Could you return all of the records below verbatim, keeping every line unchanged?

Start of Exercise data

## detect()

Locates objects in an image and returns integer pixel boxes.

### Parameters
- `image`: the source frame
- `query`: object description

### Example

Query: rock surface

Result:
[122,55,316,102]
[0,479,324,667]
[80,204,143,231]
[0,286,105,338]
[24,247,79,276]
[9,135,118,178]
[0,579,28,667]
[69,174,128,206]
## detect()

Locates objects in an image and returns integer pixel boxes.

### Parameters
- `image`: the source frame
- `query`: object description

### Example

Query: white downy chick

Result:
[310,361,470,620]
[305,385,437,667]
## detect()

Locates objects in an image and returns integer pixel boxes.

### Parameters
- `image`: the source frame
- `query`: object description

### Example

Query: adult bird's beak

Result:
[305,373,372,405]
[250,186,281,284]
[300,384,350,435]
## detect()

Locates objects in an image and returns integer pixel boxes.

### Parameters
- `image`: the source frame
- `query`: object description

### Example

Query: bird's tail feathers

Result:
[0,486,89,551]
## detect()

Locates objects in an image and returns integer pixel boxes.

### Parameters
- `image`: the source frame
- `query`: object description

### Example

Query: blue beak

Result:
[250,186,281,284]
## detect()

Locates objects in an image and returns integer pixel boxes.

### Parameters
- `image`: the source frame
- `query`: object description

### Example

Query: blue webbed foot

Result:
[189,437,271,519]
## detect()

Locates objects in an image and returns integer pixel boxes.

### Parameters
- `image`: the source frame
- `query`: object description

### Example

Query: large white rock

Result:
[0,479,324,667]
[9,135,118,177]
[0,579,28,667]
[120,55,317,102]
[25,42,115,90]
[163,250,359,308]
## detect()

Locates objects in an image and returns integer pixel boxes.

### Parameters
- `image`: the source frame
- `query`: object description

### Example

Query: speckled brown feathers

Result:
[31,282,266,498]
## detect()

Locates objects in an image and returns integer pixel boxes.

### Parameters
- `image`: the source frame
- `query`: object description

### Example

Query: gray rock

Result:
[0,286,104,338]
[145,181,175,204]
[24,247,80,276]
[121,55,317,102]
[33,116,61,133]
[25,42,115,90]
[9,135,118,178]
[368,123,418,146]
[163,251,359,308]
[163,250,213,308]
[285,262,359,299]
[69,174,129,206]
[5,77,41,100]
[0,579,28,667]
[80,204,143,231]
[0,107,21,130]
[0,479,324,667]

End of Exercise data

- Complete answer
## detect()

Locates objects in an image and returns integer pixel boxes.

### Parameters
- `image`: the source frame
- `query`: object description

### Example

Query: rock surface

Result:
[122,55,316,102]
[0,479,324,667]
[80,204,143,231]
[0,286,105,338]
[24,247,79,276]
[9,135,118,178]
[0,579,28,667]
[69,174,128,206]
## detect()

Locates objects in an image and returns integer pixel boxes.

### Parameters
- `image`: the source frame
- `query`: object description

### Example

Query: white downy chick

Result:
[310,361,470,620]
[305,385,437,667]
## detect()

Locates objects in an image and returns integer pixel boxes.

### Parameters
- `image`: the source frame
- `query`: object description

### Example

Query: adult bird's beak

Result:
[305,373,372,405]
[250,186,281,284]
[300,384,350,435]
## detect()

Locates objects in an image and returns integer pixel boxes.

### Parameters
- `image`: the source frame
- `query`: object description

### Example

Query: bird's tail feathers

Result:
[0,486,89,551]
## detect()

Locates objects in an image and returns integer pixel boxes.

### Parameters
- `image`: the source frame
- `query`: object description

### Example

Query: blue beak

Result:
[250,186,281,284]
## detect()

Locates objects in an image and returns integer pixel boxes.

### Parameters
- `image`: the source frame
- `query`: object description

### Example

Query: blue webbed foot

Result:
[189,437,271,519]
## detect()

Locates objects in an image and returns integer pixel boxes.

### Parameters
- `image`: the source frame
- `query`: object description

### Example

Query: large white rock

Result:
[0,479,324,667]
[9,135,118,177]
[0,579,28,667]
[120,55,317,102]
[25,42,115,90]
[163,250,359,308]
## detect()

Locates objects in an image and returns integer pixel boxes.

### Parameters
- `image`: the source frame
- `query`: object description

### Example

Query: speckled brown feathers

Result:
[31,282,266,498]
## detect()

Locates objects in an image and returns integer pixel boxes.

### Parameters
- `image`: the source frame
- `query`: object description

### Example

Query: gray rock

Result:
[0,286,104,338]
[145,181,175,204]
[24,247,80,276]
[121,55,317,102]
[33,116,61,133]
[25,42,115,90]
[9,135,118,178]
[368,123,418,146]
[163,251,359,308]
[163,250,213,308]
[285,262,359,299]
[69,174,129,206]
[5,77,41,100]
[0,579,28,667]
[80,204,143,231]
[0,107,21,130]
[0,479,324,667]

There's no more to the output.